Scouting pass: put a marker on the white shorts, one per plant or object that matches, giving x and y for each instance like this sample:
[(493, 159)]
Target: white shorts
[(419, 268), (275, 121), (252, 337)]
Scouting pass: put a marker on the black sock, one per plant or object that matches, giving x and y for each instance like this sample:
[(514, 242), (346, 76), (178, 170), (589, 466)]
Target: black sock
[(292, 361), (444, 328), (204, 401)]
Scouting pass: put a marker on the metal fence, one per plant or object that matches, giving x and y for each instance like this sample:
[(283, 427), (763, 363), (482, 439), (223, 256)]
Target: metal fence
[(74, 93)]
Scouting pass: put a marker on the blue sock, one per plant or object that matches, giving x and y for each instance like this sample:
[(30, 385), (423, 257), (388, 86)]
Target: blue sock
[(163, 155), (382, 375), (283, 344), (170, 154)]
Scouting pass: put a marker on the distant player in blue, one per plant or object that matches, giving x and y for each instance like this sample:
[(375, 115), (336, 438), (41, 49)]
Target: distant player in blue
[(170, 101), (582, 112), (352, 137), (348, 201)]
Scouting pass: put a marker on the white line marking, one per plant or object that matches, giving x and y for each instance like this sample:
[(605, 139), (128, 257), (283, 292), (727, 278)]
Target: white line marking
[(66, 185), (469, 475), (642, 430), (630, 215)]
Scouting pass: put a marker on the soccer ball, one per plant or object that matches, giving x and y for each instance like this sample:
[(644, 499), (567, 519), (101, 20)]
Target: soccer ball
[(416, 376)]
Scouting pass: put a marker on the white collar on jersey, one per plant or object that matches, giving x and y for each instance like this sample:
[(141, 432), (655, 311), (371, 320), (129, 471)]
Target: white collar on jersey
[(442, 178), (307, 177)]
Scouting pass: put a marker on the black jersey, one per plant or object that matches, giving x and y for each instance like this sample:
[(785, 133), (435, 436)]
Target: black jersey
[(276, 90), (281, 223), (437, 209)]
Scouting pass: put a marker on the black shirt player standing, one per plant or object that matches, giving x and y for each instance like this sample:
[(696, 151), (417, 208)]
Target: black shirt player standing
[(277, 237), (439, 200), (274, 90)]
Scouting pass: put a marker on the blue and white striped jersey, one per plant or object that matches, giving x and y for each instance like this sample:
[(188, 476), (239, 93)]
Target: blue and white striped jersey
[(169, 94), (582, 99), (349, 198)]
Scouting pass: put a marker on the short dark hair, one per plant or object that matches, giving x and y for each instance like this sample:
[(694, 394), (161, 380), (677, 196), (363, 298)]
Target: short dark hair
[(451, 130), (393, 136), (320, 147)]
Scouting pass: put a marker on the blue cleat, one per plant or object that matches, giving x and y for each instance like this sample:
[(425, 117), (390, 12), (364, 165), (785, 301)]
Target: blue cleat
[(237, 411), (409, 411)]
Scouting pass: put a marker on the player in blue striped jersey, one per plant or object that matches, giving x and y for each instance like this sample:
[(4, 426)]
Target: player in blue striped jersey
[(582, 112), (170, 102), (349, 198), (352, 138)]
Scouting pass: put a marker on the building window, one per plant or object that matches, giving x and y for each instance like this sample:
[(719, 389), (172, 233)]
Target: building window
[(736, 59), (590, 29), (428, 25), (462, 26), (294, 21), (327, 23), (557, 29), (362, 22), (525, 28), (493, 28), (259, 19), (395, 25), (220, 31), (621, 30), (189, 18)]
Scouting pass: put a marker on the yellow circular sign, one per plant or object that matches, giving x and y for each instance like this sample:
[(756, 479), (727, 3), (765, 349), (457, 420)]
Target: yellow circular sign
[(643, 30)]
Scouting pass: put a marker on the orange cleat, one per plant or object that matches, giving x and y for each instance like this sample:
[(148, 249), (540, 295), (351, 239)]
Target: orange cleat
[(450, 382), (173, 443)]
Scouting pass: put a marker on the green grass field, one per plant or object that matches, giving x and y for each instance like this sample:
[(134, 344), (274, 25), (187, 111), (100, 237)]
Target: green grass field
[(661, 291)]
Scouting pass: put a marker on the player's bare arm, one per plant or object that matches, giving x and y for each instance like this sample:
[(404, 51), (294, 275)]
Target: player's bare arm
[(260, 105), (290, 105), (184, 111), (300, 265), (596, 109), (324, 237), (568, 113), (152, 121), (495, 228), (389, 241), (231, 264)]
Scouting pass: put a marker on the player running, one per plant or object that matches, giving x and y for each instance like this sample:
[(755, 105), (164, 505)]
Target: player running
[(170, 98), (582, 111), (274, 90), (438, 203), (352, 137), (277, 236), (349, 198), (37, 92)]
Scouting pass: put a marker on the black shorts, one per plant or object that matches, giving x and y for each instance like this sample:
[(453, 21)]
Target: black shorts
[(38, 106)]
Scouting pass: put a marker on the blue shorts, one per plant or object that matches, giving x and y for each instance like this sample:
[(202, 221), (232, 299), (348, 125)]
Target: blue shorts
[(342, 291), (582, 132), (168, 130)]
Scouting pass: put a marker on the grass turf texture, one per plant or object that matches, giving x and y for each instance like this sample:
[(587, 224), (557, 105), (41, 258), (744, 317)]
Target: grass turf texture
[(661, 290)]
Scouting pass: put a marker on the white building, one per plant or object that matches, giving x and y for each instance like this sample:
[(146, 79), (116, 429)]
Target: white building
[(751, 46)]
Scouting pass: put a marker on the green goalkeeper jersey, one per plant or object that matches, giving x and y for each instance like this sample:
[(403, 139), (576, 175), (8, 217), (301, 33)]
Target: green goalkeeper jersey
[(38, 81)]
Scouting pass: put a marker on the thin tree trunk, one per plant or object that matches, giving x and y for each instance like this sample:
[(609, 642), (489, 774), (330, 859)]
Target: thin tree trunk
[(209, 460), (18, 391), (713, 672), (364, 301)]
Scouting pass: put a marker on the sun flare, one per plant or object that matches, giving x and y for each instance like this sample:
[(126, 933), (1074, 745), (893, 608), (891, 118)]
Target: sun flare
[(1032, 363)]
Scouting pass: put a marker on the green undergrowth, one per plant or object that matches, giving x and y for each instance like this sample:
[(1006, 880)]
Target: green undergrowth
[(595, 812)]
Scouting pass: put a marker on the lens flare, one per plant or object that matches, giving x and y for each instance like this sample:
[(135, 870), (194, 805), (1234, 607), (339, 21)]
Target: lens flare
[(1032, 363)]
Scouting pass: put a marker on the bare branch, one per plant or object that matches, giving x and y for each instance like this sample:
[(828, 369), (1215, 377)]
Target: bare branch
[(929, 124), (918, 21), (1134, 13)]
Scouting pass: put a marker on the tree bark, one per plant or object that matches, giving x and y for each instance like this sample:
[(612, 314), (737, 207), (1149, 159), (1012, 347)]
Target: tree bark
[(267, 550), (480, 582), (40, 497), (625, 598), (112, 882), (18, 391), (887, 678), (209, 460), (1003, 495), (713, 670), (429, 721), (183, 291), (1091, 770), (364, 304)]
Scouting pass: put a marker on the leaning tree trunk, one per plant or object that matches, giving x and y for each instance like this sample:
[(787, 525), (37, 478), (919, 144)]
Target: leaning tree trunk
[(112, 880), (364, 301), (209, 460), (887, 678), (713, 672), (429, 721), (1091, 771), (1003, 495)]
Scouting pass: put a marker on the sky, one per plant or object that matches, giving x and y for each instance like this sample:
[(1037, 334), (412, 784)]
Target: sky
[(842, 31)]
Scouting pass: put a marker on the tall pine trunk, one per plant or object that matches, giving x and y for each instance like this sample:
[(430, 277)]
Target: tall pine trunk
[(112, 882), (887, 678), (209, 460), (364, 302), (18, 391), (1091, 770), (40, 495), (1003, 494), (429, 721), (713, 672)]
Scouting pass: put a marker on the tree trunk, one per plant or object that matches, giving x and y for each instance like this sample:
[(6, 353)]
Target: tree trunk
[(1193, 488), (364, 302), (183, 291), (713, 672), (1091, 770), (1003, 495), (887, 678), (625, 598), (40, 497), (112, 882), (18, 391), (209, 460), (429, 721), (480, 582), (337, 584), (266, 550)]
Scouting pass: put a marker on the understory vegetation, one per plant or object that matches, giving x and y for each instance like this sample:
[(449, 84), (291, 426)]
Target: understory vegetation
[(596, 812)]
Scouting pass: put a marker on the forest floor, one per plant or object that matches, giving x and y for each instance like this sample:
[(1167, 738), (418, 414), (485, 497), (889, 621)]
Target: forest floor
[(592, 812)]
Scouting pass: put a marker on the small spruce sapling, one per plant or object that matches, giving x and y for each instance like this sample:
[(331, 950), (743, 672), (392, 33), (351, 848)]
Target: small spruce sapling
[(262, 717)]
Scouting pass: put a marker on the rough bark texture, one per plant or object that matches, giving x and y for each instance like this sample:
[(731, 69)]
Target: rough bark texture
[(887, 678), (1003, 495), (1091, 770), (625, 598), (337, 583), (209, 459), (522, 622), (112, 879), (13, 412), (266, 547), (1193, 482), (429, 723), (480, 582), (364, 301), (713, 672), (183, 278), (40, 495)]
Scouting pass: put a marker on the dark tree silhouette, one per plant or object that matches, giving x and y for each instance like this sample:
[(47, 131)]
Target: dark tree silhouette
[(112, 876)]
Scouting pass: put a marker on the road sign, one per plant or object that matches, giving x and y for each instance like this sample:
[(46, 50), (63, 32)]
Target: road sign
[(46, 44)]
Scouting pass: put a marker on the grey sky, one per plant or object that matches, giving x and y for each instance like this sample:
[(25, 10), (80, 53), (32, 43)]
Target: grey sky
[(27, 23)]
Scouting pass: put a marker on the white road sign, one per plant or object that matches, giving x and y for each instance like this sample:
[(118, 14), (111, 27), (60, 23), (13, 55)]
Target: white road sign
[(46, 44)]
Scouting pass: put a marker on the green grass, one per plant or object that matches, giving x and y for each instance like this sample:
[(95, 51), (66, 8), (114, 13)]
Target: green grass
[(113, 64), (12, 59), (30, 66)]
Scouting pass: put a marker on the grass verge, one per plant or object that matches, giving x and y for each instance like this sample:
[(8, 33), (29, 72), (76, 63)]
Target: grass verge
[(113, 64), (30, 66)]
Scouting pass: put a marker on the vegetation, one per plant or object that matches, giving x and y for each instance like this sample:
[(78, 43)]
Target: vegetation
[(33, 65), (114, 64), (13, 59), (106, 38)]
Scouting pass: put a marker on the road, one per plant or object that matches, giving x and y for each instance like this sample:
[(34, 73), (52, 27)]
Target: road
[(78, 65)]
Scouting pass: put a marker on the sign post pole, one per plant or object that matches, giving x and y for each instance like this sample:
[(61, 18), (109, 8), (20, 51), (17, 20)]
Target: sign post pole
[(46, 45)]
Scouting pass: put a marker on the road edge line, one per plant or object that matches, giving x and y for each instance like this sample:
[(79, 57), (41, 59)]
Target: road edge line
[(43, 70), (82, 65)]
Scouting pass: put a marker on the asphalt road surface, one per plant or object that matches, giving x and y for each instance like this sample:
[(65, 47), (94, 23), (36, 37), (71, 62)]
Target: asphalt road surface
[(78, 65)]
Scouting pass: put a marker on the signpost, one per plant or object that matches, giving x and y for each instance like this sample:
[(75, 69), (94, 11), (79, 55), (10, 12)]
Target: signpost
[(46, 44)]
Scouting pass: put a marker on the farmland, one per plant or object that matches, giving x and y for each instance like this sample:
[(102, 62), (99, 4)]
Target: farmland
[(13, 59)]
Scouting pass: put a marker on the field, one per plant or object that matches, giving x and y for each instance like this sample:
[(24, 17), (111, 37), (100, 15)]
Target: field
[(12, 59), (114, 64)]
______________________________
§ WRITTEN PROBLEM
Rewrite the listing from the line containing "Scouting pass: put a marker on the yellow" through the line containing "[(661, 291)]", both included. Change every "marker" to "pin" and leave everything else as it is.

§ TASK ANSWER
Scouting pass: put a pin on the yellow circular sign, one per plant or object that matches, giving x and y for each instance like this sample:
[(756, 479), (727, 3), (765, 349), (457, 420)]
Target: yellow circular sign
[(643, 30)]
Scouting pass: put a pin on the orange cleat, one per plant or object that matches, giving x and y for each instance like this sample:
[(148, 249), (540, 295), (351, 239)]
Target: orange cleat
[(450, 382), (173, 443)]
Scouting pass: put a pin on the green grass field, one per plant or object that matches, giving x and y for each instance like this sample:
[(134, 344), (274, 25), (187, 111), (100, 237)]
Target: green grass field
[(661, 291)]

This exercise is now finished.